ICC World Cup 2011: Real World Cup begins for India

Piyush Chawla at Adelaide Oval
Image via Wikipedia

The Indian cricket team laboured its way to a facile victory over the Netherlands at the Ferozeshah Kotla on the 9th of March, 2011. It was Ash Wednesday; the men in blue seemed to be aware of this. Indian fans had little to celebrate.

Though a quarter-final spot is now virtually assured, question-marks about India’s bowling attack persist.

It was expected that the pitches in this World Cup, especially the ones at home, would be batsman-friendly. That the very same dead pitches would draw the fangs of the Indian bowlers and render them venomless, even toothless, was probably not factored in by the Indian think-tank.

Zaheer Khan has lived up to his billing of being the leader of the pack. It was his shrewd bowling at the death against England that brought India back from the dead.He may not be the fittest bowler around -the paunch is a dead giveaway- yet he has the ability to mix it up and bowl in the right spots to the right batsman. His experience proved handy.

Munaf Patel is the little lost boy of Indian cricket. He has sacrificed pace for accuracy but, for some reason, has forgotten to garner wickets along the way. He is restrictive without ever being penetrative. Will someone in the dressing room take him aside and remind him that a fast bowler lives (and dies) to knock over those three pieces of timber?
****************
• _Exercises to complete_
(a) Name every player mentioned by name in the World Cup cricket article.
(b) Answer these questions from the World Cup cricket article.
(i) On what date did India beat the Netherlands?
(ii) Against which team did Zaheer Khan's bowling at the death bring India back?
(iii) What has Munaf Patel given up in exchange for accuracy?
(c) Carry on the World Cup cricket article from the point where it stops.

(Polygon annotations for photos)
****************
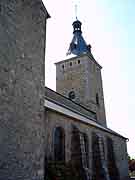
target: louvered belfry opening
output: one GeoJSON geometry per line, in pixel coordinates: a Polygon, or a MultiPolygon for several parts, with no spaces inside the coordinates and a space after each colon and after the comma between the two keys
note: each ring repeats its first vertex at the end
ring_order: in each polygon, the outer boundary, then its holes
{"type": "Polygon", "coordinates": [[[99,137],[92,133],[92,180],[105,180],[102,168],[99,137]]]}
{"type": "Polygon", "coordinates": [[[57,127],[54,132],[54,159],[65,161],[65,133],[61,127],[57,127]]]}

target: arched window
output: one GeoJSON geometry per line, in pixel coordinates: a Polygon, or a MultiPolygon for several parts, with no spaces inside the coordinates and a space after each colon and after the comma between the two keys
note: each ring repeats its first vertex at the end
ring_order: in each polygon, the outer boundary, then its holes
{"type": "Polygon", "coordinates": [[[116,159],[114,154],[114,145],[110,137],[107,137],[107,159],[108,159],[108,171],[110,180],[119,180],[119,172],[116,166],[116,159]]]}
{"type": "Polygon", "coordinates": [[[54,159],[65,160],[65,133],[61,127],[57,127],[54,132],[54,159]]]}
{"type": "Polygon", "coordinates": [[[88,136],[84,133],[84,152],[85,152],[85,159],[86,159],[86,167],[89,167],[89,141],[88,136]]]}

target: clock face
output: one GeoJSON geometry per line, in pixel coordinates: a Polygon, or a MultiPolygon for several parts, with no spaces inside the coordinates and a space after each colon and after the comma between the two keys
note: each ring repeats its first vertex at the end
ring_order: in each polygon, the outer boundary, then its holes
{"type": "Polygon", "coordinates": [[[68,97],[70,99],[75,99],[75,92],[74,91],[70,91],[69,94],[68,94],[68,97]]]}

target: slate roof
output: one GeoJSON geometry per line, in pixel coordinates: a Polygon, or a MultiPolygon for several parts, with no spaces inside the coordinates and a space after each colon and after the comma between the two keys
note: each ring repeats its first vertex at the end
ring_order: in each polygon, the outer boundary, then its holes
{"type": "MultiPolygon", "coordinates": [[[[58,104],[62,107],[65,107],[73,112],[76,112],[86,118],[89,118],[91,120],[93,120],[94,122],[96,122],[97,124],[99,124],[97,122],[97,118],[96,118],[96,113],[93,111],[88,110],[87,108],[85,108],[84,106],[77,104],[76,102],[70,100],[69,98],[59,94],[58,92],[53,91],[52,89],[45,87],[45,99],[49,100],[55,104],[58,104]]],[[[101,125],[100,125],[101,126],[101,125]]],[[[107,127],[103,127],[104,131],[110,132],[113,135],[119,136],[125,140],[128,140],[128,138],[120,135],[119,133],[107,128],[107,127]]]]}

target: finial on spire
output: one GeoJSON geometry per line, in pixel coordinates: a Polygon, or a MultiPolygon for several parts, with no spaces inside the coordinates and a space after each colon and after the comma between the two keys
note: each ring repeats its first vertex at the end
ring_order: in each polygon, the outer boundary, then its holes
{"type": "Polygon", "coordinates": [[[78,6],[77,6],[77,4],[75,4],[75,17],[76,17],[76,20],[78,19],[77,18],[77,10],[78,10],[78,6]]]}
{"type": "Polygon", "coordinates": [[[80,55],[83,53],[91,53],[91,46],[87,45],[83,36],[82,36],[82,30],[81,30],[81,21],[78,19],[73,22],[73,39],[70,43],[67,55],[74,54],[74,55],[80,55]]]}

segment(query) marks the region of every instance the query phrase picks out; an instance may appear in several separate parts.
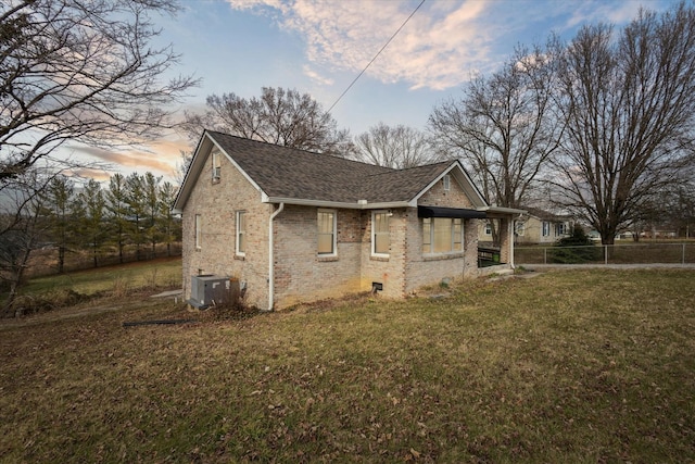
****************
• _Task-by-task answers_
(a) Piyush Chawla, Zaheer Khan, Munaf Patel

(b)
(i) The 9th of March, 2011
(ii) England
(iii) Pace

(c)
Shantakumar Sreesanth played one game and went for plenty. That was sufficient for MS Dhoni to make his displeasure known to all and sundry. He has not played another game since.

That is not the way to handle a potential match-winner. Sure, the Kerala paceman leaks runs, a fact well-known and which ought to have been factored into calculations. The crucial breakthroughs the seamer can provide, like he did in South Africa,can and will make a difference.

For some reason, the temperamental bowler has been made aware that he was not in the original scheme of things and that the well-laid plans (of mice and men) have not altered since.

Piyush Chawla promised much in the warm-up game against the Kangaroos. His four wickets against Australia proved crucial. It has been an uphill struggle since. The UP leg-spinner is perceived as MS Dhoni’s blue-eyed boy- plucked out of the wilderness ahead of Delhi’s Amit Mishra.

The ploy of an attacking spinning option has worked for Pakistan and South Africa; Shahid Afridi and Imran Tahir are proof of the pudding.

Can Dhoni expect wickets from the tweaker when his stock ball is the off-spinner? He terms it the googly.

Can Chawla come good for the men in blue? Time and patience is running out.

R Ashwin is the other passenger in the side. Picked for his cool head and his affinity with Dhoni in the Chennai Super Kings, the off-break bowler has warmed the bench. The Indian skipper believes that Ashwin can come out firing on all cylinders, irrespective of little or no match practice. Let’s hope that he is proved right.

Harbhajan Singh has disappointed. He is the most experienced spinner in the side. But just two wickets in four games is not what the doctor ordered or what even his bitterest critics expected.

Can the Turbanator turn it around? He has been written off before.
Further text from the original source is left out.